Your goal => Reproduce the data below, substituting "object" for each occurrence of "instance" and changing nothing else.

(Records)
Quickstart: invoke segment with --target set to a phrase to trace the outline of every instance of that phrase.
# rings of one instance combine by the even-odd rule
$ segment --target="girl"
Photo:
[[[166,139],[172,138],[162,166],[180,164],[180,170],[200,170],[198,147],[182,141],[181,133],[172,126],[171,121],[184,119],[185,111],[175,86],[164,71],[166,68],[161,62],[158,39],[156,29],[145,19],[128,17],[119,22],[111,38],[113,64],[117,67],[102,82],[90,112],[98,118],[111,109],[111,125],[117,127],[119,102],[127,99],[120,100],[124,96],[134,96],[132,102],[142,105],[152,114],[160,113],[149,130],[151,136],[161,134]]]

Final answer =>
Quickstart: invoke segment with --target set to a phrase to trace the outline of every object of that phrase.
# rings of one object combine by the even-odd rule
$ segment --target="girl"
Photo:
[[[166,139],[172,138],[162,166],[180,164],[180,170],[200,170],[198,147],[182,141],[181,133],[172,126],[171,121],[184,119],[185,111],[175,86],[164,71],[166,68],[161,62],[158,39],[156,29],[145,19],[128,17],[119,22],[111,38],[113,64],[117,67],[102,82],[90,112],[98,118],[111,109],[111,125],[117,127],[119,102],[127,99],[120,100],[124,96],[134,96],[132,102],[142,105],[152,114],[160,113],[149,130],[151,136],[161,134]]]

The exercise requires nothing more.